* START GIVEN PASSAGE *

And occasionally it finds voice in the church on Sunday morning, in the pulpit and in the pews. The fact that so many people are surprised to hear that anger in some of Reverend Wright’s sermons simply reminds us of the old truism that the most segregated hour in American life occurs on Sunday morning. That anger is not always productive; indeed, all too often it distracts attention from solving real problems; it keeps us from squarely facing our own complicity in our condition, and prevents the African-American community from forging the alliances it needs to bring about real change. But the anger is real; it is powerful; and to simply wish it away, to condemn it without understanding its roots, only serves to widen the chasm of misunderstanding that exists between the races.
In fact, a similar anger exists within segments of the white community. Most working- and middle-class white Americans don’t feel that they have been particularly privileged by their race. Their experience is the immigrant experience – as far as they’re concerned, no one’s handed them anything, they’ve built it from scratch. They’ve worked hard all their lives, many times only to see their jobs shipped overseas or their pension dumped after a lifetime of labor. They are anxious about their futures, and feel their dreams slipping away; in an era of stagnant wages and global competition, opportunity comes to be seen as a zero sum game, in which your dreams come at my expense. So when they are told to bus their children to a school across town; when they hear that an African American is getting an advantage in landing a good job or a spot in a good college because of an injustice that they themselves never committed; when they’re told that their fears about crime in urban neighborhoods are somehow prejudiced, resentment builds over time.
Like the anger within the black community, these resentments aren’t always expressed in polite company. But they have helped shape the political landscape for at least a generation. Anger over welfare and affirmative action helped forge the Reagan Coalition. Politicians routinely exploited fears of crime for their own electoral ends. Talk show hosts and conservative commentators built entire careers unmasking bogus claims of racism while dismissing legitimate discussions of racial injustice and inequality as mere political correctness or reverse racism.

* END GIVEN PASSAGE *
* START EXCERPTED DATA *

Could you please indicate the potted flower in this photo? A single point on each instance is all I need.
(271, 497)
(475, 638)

* END EXCERPTED DATA *
* START EXCERPTED DATA *

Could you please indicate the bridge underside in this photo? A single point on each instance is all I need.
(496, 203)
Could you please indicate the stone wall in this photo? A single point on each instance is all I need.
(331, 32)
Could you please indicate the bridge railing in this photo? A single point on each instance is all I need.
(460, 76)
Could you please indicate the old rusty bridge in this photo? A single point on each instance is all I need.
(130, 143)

* END EXCERPTED DATA *
* START EXCERPTED DATA *

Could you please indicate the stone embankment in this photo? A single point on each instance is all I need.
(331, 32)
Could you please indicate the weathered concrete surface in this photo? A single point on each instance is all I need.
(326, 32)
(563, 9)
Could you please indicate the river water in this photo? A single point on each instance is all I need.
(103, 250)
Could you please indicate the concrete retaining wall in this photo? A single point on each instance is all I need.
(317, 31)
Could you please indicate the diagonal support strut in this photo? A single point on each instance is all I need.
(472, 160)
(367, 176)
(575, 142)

* END EXCERPTED DATA *

* **JOBS**:
1) In the passage on racial anger, what did anger over welfare and affirmative action help forge?
2) Rewrite the part of the passage on racial anger that begins at the words "Like the anger" and stops after "or reverse racism.", putting "political map" in place of "political landscape".
3) Carry the passage on racial anger forward from its last sentence.
The lines above are separate material with no connection to the passage on racial anger.

* **RESULTS OF THE TASKS**:
1) The Reagan Coalition.

2)
Like the anger within the black community, these resentments aren’t always expressed in polite company. But they have helped shape the political map for at least a generation. Anger over welfare and affirmative action helped forge the Reagan Coalition. Politicians routinely exploited fears of crime for their own electoral ends. Talk show hosts and conservative commentators built entire careers unmasking bogus claims of racism while dismissing legitimate discussions of racial injustice and inequality as mere political correctness or reverse racism.

3)
Just as black anger often proved counterproductive, so have these white resentments distracted attention from the real culprits of the middle class squeeze – a corporate culture rife with inside dealing, questionable accounting practices, and short-term greed; a Washington dominated by lobbyists and special interests; economic policies that favor the few over the many. And yet, to wish away the resentments of white Americans, to label them as misguided or even racist, without recognizing they are grounded in legitimate concerns – this too widens the racial divide, and blocks the path to understanding.
This is where we are right now. It’s a racial stalemate we’ve been stuck in for years. Contrary to the claims of some of my critics, black and white, I have never been so naïve as to believe that we can get beyond our racial divisions in a single election cycle, or with a single candidacy – particularly a candidacy as imperfect as my own.
This is where you realized that anyone who dismisses this speech as empty rhetoric has a lot riding on their own hatred of Obama and their inherent bigotry. There is nothing to refute in this passage. It’s America, right or wrong…and we know it. I’ve been saying it, lots of others have been saying it. The people in the media pretend that it’s really not that bad unless it really, really affects the working class white voter. But there’s something important here: We have never had a leader say it.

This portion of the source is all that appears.